Metamath Proof Explorer

Theorem eqvrelqseqdisj3

Description: Implication of eqvreldisj3 , lemma for the Member Partition Equivalence Theorem mpet3 . (Contributed by Peter Mazsa, 27-Oct-2020) (Revised by Peter Mazsa, 24-Sep-2021)

Ref Expression
Assertion eqvrelqseqdisj3 
|- ( ( EqvRel R /\ ( B /. R ) = A ) -> Disj ( `' _E |` A ) )

Proof

Step Hyp Ref Expression
1 eqvreldisj3 
 |-  ( EqvRel R -> Disj ( `' _E |` ( B /. R ) ) )
2 1 adantr 
 |-  ( ( EqvRel R /\ ( B /. R ) = A ) -> Disj ( `' _E |` ( B /. R ) ) )

════

[TASKS FOR THIS EXERCISE]
A - Return, word for word, the passage of the eqvrelqseqdisj3 proof page starting at "Description: Implication of" and ending at "Peter Mazsa, 24-Sep-2021)".
B - Carry the eqvrelqseqdisj3 proof page forward from the last line shown.
The data that comes next is separate material, unrelated to the eqvrelqseqdisj3 proof page.

[SOURCE MATERIAL]
════

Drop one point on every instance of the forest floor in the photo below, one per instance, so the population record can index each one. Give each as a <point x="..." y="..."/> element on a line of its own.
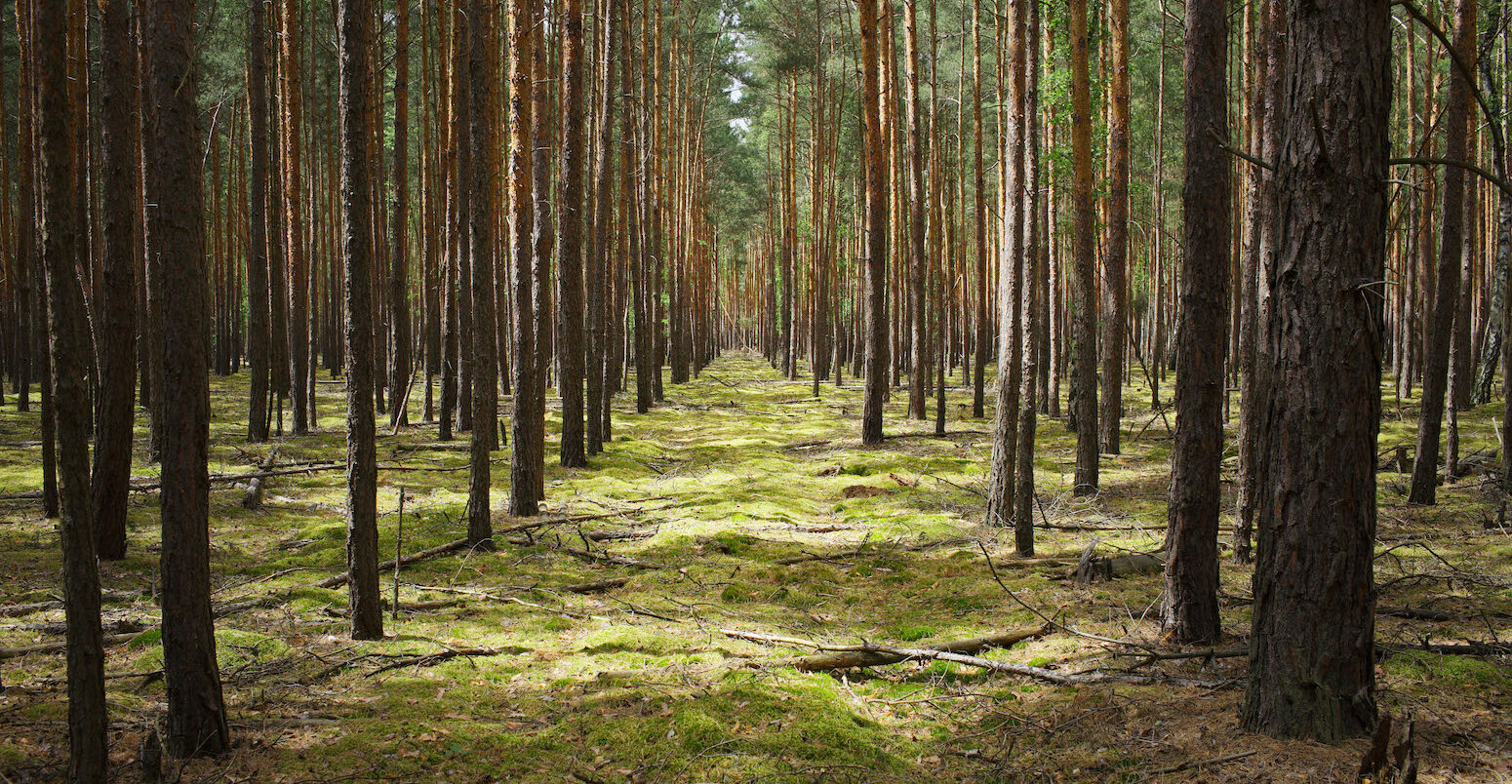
<point x="744" y="505"/>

════

[RESPONSES TO THE TASKS]
A -
Description: Implication of eqvreldisj3 , lemma for the Member Partition Equivalence Theorem mpet3 . (Contributed by Peter Mazsa, 27-Oct-2020) (Revised by Peter Mazsa, 24-Sep-2021)

B -
3 reseq2 
 |-  ( ( B /. R ) = A -> ( `' _E |` ( B /. R ) ) = ( `' _E |` A ) )
4 3 disjeqd 
 |-  ( ( B /. R ) = A -> ( Disj ( `' _E |` ( B /. R ) ) <-> Disj ( `' _E |` A ) ) )
5 4 adantl 
 |-  ( ( EqvRel R /\ ( B /. R ) = A ) -> ( Disj ( `' _E |` ( B /. R ) ) <-> Disj ( `' _E |` A ) ) )
6 2 5 mpbid 
 |-  ( ( EqvRel R /\ ( B /. R ) = A ) -> Disj ( `' _E |` A ) )